--- Start Records supplied ---

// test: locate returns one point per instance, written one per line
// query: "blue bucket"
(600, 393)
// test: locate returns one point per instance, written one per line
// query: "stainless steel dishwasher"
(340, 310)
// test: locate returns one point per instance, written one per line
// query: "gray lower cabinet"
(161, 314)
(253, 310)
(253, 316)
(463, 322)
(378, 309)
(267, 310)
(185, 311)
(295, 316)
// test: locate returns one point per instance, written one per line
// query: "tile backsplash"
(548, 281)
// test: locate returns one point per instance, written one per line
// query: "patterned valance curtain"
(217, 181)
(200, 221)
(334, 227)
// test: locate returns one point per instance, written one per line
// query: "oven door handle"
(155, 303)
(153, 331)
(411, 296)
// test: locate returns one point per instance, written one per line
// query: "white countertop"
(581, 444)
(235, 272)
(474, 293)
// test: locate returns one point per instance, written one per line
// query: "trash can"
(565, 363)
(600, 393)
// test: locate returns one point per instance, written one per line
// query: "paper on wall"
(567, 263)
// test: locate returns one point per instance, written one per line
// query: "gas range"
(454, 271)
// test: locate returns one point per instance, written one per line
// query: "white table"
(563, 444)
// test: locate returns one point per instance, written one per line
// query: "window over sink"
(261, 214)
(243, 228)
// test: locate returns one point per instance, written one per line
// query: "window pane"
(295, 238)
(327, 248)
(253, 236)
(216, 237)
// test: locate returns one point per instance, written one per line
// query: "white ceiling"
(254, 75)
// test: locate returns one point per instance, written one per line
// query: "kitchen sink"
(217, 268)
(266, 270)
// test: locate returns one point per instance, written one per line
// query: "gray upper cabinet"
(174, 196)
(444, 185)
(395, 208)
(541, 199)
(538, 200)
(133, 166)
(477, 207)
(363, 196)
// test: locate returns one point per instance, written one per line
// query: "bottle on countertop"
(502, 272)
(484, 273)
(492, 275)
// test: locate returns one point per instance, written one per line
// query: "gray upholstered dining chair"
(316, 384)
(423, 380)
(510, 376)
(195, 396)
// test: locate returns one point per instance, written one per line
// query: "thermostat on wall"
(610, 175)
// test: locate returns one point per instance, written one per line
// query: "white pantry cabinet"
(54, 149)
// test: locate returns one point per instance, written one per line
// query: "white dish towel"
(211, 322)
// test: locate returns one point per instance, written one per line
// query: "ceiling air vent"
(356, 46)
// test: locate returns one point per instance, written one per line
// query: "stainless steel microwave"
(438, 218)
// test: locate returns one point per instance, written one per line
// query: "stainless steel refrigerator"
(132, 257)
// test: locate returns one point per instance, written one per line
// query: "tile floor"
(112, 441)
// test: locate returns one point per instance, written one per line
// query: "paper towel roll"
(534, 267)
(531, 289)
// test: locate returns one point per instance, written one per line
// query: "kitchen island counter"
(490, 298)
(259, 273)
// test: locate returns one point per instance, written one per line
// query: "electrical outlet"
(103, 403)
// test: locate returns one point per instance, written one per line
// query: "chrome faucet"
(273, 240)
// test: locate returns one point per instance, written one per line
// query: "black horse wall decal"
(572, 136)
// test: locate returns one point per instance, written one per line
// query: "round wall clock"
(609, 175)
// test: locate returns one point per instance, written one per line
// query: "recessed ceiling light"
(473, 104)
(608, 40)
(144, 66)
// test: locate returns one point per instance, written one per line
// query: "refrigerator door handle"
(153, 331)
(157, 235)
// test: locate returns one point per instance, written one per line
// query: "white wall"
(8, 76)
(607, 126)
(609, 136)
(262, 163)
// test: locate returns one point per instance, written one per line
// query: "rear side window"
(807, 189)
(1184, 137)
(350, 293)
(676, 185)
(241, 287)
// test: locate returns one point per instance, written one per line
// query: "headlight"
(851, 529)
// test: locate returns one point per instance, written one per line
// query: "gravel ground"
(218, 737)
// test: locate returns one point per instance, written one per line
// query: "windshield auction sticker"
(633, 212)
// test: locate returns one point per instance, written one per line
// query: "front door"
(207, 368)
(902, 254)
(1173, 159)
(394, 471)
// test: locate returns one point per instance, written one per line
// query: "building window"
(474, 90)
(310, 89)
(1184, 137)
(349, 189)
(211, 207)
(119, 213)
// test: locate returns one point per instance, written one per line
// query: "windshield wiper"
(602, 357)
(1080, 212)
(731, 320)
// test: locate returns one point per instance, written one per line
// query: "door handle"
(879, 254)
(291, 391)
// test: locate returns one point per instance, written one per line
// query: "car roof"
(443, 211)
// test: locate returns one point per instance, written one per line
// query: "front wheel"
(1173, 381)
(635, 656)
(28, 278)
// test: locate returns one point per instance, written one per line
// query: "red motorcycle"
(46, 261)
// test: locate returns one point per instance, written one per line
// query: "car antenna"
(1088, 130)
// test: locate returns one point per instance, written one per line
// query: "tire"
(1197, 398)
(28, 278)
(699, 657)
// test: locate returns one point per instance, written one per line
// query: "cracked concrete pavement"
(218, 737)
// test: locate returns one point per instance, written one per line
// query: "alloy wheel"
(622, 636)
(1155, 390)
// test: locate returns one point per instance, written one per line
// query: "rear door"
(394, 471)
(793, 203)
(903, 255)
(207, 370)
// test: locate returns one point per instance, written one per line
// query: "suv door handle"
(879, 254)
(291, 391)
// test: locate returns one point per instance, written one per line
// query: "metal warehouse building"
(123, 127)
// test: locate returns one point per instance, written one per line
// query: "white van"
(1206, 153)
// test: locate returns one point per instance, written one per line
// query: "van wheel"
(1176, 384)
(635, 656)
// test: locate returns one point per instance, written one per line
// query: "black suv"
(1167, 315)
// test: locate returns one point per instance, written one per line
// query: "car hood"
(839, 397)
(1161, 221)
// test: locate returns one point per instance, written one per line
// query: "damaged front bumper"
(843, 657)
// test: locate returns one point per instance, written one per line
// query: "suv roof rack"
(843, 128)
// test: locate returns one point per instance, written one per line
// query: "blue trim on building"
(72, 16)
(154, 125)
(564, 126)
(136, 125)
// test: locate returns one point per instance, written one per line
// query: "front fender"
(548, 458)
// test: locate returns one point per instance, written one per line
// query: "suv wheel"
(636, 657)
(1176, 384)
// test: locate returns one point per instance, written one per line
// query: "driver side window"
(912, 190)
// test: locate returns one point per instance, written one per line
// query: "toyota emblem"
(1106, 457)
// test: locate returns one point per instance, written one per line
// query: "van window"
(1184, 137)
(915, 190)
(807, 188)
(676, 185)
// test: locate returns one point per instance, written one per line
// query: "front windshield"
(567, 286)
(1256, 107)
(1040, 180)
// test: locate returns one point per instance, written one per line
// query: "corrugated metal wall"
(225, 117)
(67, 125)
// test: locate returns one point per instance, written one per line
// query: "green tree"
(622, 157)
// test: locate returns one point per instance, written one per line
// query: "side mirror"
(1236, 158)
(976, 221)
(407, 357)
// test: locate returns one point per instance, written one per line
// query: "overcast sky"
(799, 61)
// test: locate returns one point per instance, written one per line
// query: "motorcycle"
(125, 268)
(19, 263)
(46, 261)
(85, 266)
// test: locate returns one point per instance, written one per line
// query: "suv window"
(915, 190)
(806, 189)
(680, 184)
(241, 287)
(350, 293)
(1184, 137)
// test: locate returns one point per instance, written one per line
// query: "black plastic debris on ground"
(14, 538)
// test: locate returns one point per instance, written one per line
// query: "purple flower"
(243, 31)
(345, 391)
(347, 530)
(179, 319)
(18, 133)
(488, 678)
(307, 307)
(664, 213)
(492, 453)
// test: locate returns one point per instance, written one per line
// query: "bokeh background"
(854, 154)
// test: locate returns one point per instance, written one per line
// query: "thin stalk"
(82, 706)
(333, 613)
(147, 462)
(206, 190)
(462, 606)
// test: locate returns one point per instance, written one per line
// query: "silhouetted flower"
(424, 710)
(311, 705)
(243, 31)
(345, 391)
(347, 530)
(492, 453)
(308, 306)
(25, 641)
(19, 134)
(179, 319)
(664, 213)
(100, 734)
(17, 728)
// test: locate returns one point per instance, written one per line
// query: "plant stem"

--- End Records supplied ---

» **Exercise brief**
Count the lines of the listing above that contain the string "steel". Give only the number.

» **Answer to this exercise**
3